== Supplied material ==

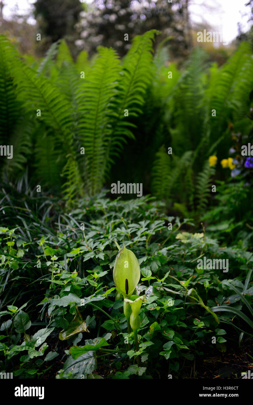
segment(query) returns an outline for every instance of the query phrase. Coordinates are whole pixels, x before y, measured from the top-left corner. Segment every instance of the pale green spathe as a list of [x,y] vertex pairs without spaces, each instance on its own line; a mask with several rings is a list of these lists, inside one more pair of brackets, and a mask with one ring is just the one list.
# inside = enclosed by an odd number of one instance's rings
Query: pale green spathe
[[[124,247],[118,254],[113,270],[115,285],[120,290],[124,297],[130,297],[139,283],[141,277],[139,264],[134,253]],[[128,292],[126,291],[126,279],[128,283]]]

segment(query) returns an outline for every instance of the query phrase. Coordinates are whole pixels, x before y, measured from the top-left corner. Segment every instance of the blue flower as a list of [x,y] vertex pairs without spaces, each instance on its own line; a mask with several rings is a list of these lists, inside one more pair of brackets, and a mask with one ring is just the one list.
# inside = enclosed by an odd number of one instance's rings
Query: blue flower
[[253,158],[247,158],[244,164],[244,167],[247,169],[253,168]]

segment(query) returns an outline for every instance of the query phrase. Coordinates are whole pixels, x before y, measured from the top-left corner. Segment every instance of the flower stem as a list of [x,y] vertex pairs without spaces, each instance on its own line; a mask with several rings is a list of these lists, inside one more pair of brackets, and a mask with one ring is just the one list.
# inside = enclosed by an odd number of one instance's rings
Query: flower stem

===

- Goal
In the listing above, find the line with "of the blue" and set down that line and all after it exactly, through the final line.

- Solution
segment(query) returns an outline for every instance of the query phrase. Coordinates are whole pixels, x before y, measured from the top-left corner. Segment every instance of the blue flower as a list of [x,y] vertex pairs without spaces, each instance on its own line; a mask with several rings is a list of these lists, inside one more pair of brackets, and a mask with one ring is just the one list.
# inside = enclosed by an odd number of one instance's rings
Query: blue flower
[[253,158],[247,158],[244,164],[244,167],[247,169],[253,168]]

segment(query) returns an outline for every instance of the query phrase. Coordinates are whole pixels, x before y, measured from the top-left corner. Segment every instance of the flower stem as a list of [x,y] vertex pairs without spaces, each instance on its own line; a mask with several rings is a list of these lists, inside one more pair of brackets, and a mask with one ring is just the one list.
# inside = enclosed by an odd number of one instance's rings
Query: flower stem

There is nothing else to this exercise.